- **What to produce**:
For this task, retype the records below exactly.

- **Raw data**:
◇ ◇ ◇ ◇ ◇

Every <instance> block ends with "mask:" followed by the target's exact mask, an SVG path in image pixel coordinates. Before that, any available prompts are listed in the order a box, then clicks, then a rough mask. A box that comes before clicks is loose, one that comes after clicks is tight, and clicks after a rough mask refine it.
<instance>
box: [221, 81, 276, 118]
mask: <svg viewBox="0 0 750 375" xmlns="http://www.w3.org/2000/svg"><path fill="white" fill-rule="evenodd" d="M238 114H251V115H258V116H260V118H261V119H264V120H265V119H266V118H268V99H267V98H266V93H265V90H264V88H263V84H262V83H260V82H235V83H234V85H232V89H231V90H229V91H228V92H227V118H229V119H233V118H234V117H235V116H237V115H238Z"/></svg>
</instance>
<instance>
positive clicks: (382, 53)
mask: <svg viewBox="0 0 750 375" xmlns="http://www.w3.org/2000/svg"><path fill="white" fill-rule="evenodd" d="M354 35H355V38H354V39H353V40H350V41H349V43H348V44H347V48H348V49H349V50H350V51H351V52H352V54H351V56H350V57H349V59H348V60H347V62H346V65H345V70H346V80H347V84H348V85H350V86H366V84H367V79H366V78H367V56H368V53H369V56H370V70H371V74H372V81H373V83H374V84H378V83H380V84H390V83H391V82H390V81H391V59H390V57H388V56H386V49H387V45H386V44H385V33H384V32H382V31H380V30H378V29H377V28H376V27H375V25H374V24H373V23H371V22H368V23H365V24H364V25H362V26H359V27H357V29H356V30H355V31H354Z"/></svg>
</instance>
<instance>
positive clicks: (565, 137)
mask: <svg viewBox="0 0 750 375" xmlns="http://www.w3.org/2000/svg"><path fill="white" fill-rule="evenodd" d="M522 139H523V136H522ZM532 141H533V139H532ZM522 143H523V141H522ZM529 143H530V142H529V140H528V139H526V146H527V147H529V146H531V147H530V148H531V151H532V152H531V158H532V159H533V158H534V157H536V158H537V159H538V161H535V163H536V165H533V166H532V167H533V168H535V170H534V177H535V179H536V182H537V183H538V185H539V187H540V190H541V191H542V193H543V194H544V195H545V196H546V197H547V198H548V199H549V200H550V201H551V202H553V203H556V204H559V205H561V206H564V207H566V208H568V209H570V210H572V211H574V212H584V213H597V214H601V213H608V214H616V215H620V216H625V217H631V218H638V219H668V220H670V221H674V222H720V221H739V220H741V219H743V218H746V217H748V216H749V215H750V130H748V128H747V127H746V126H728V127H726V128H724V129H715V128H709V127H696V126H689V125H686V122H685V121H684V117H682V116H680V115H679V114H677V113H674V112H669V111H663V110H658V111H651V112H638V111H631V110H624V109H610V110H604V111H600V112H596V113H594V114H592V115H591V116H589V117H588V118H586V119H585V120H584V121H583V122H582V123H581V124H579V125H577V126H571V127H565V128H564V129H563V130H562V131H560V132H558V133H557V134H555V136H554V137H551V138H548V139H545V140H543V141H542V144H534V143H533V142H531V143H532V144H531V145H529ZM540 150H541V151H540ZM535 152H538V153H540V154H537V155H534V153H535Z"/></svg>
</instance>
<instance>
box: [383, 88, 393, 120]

◇ ◇ ◇ ◇ ◇

- **Task response**:
Every <instance> block ends with "mask:" followed by the target's exact mask, an SVG path in image pixel coordinates. Before that, any available prompts are listed in the order a box, then clicks, then a rough mask. A box that comes before clicks is loose, one that comes after clicks is tight, and clicks after a rough mask refine it.
<instance>
box: [221, 81, 276, 118]
mask: <svg viewBox="0 0 750 375" xmlns="http://www.w3.org/2000/svg"><path fill="white" fill-rule="evenodd" d="M238 114H251V115H258V116H260V118H261V119H264V120H265V119H266V118H268V99H267V98H266V93H265V90H264V88H263V84H262V83H260V82H235V83H234V85H232V89H231V90H229V91H228V92H227V118H229V119H233V118H234V117H235V116H237V115H238Z"/></svg>
</instance>
<instance>
positive clicks: (382, 53)
mask: <svg viewBox="0 0 750 375" xmlns="http://www.w3.org/2000/svg"><path fill="white" fill-rule="evenodd" d="M354 35H355V38H354V39H353V40H350V41H349V43H348V44H347V48H348V49H349V50H350V51H351V52H352V54H351V56H350V57H349V59H348V60H347V62H346V65H345V70H346V80H347V84H348V85H350V86H366V84H367V79H366V78H367V56H368V53H369V56H370V70H371V74H372V81H373V83H374V84H378V83H380V84H390V83H391V82H390V81H391V59H390V57H388V56H386V49H387V45H386V44H385V33H384V32H382V31H380V30H378V29H377V28H376V27H375V25H374V24H373V23H371V22H368V23H365V24H364V25H362V26H359V27H357V29H356V30H355V31H354Z"/></svg>
</instance>
<instance>
positive clicks: (565, 137)
mask: <svg viewBox="0 0 750 375" xmlns="http://www.w3.org/2000/svg"><path fill="white" fill-rule="evenodd" d="M522 139H523V136H522ZM532 141H533V139H532ZM522 143H523V141H522ZM529 143H530V142H529V140H528V139H526V146H527V147H529V146H531V147H530V148H531V151H532V152H531V158H532V159H533V158H534V157H536V158H537V159H538V161H535V163H536V165H533V166H532V167H533V168H535V170H534V177H535V179H536V182H537V183H538V185H539V187H540V190H541V191H542V193H543V194H544V195H545V196H546V197H547V198H548V199H549V200H550V201H551V202H553V203H556V204H559V205H561V206H564V207H566V208H568V209H570V210H572V211H574V212H584V213H597V214H601V213H608V214H616V215H620V216H625V217H631V218H638V219H668V220H670V221H674V222H720V221H739V220H741V219H743V218H746V217H748V216H749V215H750V130H748V128H747V127H746V126H728V127H726V128H724V129H715V128H709V127H696V126H689V125H686V122H685V121H684V117H682V116H680V115H679V114H677V113H674V112H669V111H663V110H658V111H651V112H638V111H631V110H624V109H610V110H604V111H600V112H596V113H594V114H592V115H591V116H589V117H588V118H586V119H585V120H584V121H583V122H582V123H581V124H579V125H577V126H571V127H565V128H564V129H563V130H562V131H560V132H558V133H557V134H555V136H554V137H551V138H548V139H545V140H543V141H542V144H534V143H533V142H531V143H532V144H531V145H529ZM540 150H541V151H540ZM535 152H538V153H540V154H537V155H534V153H535Z"/></svg>
</instance>
<instance>
box: [383, 88, 393, 120]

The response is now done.